■ Source document
###

# Windshield replaced now key fob doesn't work



## Suzeq62 (Aug 26, 2017)

I had the windshield replaced in my 2013 Cruze. Now my tire pressure sensor doesn't work nor do my key fobs. It's my understanding there is a transmitter in the black box behind the rear view mirror. Any help would be most appreciated.


----------



## ChevyGuy (Dec 13, 2014)

I'd start by calling the folks that did the windshield replacement. Let them know the receiver is right there by the windshield so they know it's likely a result of their work.

The only suggestions I can think of for fixing it on your own is to pop the covers off and make sure everything is plugged in. The other idea is to disconnect the battery to force the car to reboot.


----------



## Blasirl (Mar 31, 2015)

Welcome Aboard!:welcome:


----------



## hwp (Nov 6, 2020)

I've a 2014 Cruze - just had the windshield replaced, and now no fob functionality! Grrr. Thanks for the info in this thread - at least I have a starting point!

###

■ Directive 1
In the rows, starting at the line containing "of the window" and ending at the line containing "point(425, 39)", swap "field log" for "survey log" and give those lines back with nothing else altered.
■ Directive 2
Carry on the forum thread about key fobs failing after a windshield replacement from the point where it stops.
The forum thread and the rows that come after it have no connection to each other.

■ Supplied records

###

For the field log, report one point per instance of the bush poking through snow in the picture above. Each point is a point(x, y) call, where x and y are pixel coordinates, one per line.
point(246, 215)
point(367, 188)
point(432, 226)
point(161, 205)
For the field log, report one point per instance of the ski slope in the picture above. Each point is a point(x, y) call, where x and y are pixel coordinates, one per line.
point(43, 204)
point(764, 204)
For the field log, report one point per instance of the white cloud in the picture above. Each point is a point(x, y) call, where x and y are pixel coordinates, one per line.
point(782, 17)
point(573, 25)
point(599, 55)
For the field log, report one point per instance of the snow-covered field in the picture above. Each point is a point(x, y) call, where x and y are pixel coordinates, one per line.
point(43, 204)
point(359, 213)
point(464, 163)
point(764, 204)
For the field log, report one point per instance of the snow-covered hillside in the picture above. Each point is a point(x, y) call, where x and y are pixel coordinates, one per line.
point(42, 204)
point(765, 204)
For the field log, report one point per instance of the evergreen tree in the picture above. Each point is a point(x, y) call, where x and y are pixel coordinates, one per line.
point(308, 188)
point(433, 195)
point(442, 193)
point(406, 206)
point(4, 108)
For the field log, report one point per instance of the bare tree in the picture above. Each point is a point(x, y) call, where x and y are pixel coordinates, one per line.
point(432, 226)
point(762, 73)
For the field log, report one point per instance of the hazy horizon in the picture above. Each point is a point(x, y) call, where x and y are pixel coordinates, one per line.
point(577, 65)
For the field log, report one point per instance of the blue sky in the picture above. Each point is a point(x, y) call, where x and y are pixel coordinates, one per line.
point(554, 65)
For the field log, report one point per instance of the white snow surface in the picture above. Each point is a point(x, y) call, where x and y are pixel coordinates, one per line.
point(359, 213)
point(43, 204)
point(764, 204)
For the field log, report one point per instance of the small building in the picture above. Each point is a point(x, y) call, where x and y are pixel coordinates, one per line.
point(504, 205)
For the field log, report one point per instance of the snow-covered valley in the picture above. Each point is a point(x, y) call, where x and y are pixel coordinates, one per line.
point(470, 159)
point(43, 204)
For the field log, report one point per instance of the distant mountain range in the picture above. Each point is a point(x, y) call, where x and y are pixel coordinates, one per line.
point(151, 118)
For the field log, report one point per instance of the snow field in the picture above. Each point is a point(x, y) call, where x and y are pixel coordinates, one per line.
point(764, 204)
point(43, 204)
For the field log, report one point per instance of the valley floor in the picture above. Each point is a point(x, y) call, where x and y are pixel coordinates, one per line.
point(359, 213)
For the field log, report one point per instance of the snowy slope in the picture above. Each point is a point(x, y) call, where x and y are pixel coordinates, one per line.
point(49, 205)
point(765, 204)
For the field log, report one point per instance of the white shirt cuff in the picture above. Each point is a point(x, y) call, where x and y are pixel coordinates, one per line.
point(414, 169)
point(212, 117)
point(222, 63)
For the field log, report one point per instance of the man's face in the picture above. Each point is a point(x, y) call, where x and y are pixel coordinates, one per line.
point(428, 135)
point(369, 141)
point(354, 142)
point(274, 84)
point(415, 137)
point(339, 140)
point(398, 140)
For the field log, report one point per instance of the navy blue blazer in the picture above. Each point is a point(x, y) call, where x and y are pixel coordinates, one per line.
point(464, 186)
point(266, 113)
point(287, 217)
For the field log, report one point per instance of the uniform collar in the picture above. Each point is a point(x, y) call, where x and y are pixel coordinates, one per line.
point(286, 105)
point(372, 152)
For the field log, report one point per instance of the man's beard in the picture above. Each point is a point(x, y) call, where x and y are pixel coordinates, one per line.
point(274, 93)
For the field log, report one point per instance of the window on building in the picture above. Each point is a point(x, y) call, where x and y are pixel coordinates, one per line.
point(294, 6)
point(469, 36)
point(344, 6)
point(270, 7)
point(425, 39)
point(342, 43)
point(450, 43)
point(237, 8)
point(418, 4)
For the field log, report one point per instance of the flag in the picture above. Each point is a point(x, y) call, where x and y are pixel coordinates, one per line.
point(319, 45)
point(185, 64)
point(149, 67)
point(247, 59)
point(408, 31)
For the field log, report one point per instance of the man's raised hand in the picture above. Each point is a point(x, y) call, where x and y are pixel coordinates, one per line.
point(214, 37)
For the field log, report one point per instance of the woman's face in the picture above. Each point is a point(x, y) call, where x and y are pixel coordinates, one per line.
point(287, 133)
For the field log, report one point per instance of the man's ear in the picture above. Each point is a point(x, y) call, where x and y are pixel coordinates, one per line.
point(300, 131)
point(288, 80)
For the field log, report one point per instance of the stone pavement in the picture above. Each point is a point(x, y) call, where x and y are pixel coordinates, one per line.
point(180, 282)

###

■ Final answer 1
For the survey log, report one point per instance of the window on building in the picture above. Each point is a point(x, y) call, where x and y are pixel coordinates, one per line.
point(294, 6)
point(469, 36)
point(344, 6)
point(270, 7)
point(425, 39)

■ Final answer 2
----------



## Blasirl (Mar 31, 2015)

hwp said:


> I've a 2014 Cruze - just had the windshield replaced, and now no fob functionality! Grrr. Thanks for the info in this thread - at least I have a starting point!


Welcome Aboard!

Don't forget to introduce yourself and your Cruze here.


----------



## tysonrude (Jul 19, 2021)

hwp said:


> I've a 2014 Cruze - just had the windshield replaced, and now no fob functionality! Grrr. Thanks for the info in this thread - at least I have a starting point!


 Did you ever get this resolved. I'm having the same issue after windshield replacement. I keep thinking they damaged a wire when removing or installing.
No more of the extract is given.